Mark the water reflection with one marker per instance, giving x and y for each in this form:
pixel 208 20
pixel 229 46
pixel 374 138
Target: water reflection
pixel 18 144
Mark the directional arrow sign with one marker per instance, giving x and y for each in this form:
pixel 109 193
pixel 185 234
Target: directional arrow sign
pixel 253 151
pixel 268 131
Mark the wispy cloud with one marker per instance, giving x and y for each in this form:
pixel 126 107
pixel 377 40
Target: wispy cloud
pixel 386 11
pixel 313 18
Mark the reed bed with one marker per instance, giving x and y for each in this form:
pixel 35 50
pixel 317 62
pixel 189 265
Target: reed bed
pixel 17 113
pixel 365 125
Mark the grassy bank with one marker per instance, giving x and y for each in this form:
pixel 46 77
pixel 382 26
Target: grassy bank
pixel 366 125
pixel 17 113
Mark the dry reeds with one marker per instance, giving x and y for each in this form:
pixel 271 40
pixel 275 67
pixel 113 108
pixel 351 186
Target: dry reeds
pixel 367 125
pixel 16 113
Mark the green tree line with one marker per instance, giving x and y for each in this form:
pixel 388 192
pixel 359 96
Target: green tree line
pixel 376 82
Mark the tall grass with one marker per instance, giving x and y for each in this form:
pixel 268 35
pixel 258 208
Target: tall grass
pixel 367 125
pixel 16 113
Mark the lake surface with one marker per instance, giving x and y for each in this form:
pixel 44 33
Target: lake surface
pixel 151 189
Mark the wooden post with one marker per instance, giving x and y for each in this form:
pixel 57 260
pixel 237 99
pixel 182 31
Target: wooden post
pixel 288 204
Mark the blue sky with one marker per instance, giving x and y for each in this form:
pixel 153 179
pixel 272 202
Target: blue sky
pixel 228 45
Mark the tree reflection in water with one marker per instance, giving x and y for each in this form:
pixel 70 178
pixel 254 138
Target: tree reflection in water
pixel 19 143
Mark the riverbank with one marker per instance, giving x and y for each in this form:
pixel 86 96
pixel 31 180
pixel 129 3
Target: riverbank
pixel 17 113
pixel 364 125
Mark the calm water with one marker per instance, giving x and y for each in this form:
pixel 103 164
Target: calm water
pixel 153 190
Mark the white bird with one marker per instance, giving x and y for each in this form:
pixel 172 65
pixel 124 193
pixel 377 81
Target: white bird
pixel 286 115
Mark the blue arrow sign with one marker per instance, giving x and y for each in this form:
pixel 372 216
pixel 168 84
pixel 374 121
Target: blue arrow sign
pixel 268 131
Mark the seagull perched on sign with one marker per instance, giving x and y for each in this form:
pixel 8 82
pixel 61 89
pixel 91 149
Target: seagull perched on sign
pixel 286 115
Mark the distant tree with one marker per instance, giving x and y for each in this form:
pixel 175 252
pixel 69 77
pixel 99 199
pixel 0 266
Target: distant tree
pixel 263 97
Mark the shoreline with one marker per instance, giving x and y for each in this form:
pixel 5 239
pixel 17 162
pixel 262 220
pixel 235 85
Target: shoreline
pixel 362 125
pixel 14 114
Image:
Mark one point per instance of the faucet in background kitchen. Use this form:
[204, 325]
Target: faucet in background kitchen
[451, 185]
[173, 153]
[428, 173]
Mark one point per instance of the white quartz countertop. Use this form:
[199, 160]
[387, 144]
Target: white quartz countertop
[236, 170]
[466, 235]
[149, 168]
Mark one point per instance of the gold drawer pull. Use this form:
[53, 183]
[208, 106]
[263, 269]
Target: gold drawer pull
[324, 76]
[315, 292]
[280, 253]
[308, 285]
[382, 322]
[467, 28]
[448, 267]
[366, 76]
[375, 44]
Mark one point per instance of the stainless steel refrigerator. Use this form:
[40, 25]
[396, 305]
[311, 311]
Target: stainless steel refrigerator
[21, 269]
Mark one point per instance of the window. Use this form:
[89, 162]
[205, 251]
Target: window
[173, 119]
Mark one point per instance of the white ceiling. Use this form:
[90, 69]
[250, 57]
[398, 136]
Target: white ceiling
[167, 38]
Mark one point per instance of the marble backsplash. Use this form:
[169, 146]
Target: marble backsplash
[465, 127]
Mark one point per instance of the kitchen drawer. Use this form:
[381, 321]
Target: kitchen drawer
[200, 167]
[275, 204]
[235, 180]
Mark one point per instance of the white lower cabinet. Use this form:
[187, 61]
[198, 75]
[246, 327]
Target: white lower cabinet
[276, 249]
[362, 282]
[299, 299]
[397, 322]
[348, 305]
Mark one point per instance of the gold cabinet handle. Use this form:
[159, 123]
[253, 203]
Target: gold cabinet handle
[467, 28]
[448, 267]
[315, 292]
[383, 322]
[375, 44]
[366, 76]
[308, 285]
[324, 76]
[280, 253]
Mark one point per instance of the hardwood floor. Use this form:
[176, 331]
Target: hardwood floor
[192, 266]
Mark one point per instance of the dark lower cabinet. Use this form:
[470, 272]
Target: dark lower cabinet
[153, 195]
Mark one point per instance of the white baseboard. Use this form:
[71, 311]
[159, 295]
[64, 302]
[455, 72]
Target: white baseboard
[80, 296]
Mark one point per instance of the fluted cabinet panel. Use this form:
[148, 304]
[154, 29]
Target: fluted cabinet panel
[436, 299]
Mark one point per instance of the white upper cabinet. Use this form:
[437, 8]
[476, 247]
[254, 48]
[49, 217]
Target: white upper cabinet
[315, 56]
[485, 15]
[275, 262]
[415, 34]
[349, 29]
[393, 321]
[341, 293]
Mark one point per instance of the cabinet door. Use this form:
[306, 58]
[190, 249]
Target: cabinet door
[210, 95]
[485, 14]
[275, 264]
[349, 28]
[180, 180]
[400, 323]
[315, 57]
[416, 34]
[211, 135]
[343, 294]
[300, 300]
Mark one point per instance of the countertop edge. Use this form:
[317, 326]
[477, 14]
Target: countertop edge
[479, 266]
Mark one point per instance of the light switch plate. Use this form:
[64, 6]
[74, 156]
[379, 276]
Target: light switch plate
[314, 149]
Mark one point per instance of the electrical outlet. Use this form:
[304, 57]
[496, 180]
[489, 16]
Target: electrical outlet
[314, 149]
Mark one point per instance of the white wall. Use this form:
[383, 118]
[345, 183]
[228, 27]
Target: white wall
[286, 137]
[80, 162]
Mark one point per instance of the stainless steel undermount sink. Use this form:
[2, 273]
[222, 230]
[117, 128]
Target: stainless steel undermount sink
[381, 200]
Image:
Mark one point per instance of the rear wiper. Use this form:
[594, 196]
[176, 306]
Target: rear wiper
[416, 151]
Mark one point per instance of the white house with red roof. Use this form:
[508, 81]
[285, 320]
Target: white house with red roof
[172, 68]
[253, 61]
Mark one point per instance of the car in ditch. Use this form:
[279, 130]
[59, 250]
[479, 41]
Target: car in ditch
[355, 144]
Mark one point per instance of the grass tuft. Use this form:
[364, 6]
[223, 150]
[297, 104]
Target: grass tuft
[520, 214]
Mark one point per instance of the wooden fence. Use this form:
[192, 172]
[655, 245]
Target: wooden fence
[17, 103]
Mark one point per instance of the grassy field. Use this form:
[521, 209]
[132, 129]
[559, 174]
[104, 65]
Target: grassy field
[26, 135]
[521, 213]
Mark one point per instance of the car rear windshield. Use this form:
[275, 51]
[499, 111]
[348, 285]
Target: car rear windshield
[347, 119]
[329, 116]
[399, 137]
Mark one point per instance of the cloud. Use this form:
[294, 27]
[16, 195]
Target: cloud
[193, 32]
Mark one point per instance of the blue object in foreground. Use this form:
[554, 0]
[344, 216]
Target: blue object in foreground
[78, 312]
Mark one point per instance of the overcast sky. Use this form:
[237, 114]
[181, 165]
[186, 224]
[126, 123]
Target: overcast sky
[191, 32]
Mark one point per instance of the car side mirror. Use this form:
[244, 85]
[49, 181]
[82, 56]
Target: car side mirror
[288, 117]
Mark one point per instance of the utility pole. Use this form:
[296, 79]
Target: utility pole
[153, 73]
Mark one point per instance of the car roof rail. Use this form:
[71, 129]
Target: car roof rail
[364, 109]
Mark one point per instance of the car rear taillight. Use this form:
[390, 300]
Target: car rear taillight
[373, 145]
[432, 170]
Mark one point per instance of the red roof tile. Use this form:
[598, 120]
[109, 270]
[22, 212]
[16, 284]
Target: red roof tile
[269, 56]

Exercise prompt. Nothing should be returned except the lines from the one containing "Mark one point per instance of the blue" through the last line of the data, each restated word for word.

Written response.
Mark one point per instance of the blue object in foreground. Use this form:
[554, 0]
[344, 216]
Target: blue object in foreground
[78, 312]
Mark one point per instance of the overcast sky. Use this form:
[237, 114]
[181, 165]
[186, 224]
[126, 123]
Target: overcast sky
[191, 32]
Mark one point per instance of the car side mirror. Use this form:
[244, 85]
[49, 181]
[82, 56]
Target: car side mirror
[288, 117]
Mark one point per instance of the utility pole. Use this form:
[296, 79]
Target: utility pole
[153, 73]
Mark one point per instance of the car roof rail. Use this form:
[71, 129]
Target: car roof rail
[364, 109]
Mark one point per instance of the car rear taillight. Use this form:
[390, 300]
Target: car rear taillight
[373, 145]
[432, 170]
Mark one point per instance of the red roof tile. Use this form:
[598, 120]
[109, 270]
[22, 212]
[16, 284]
Target: red roof tile
[269, 56]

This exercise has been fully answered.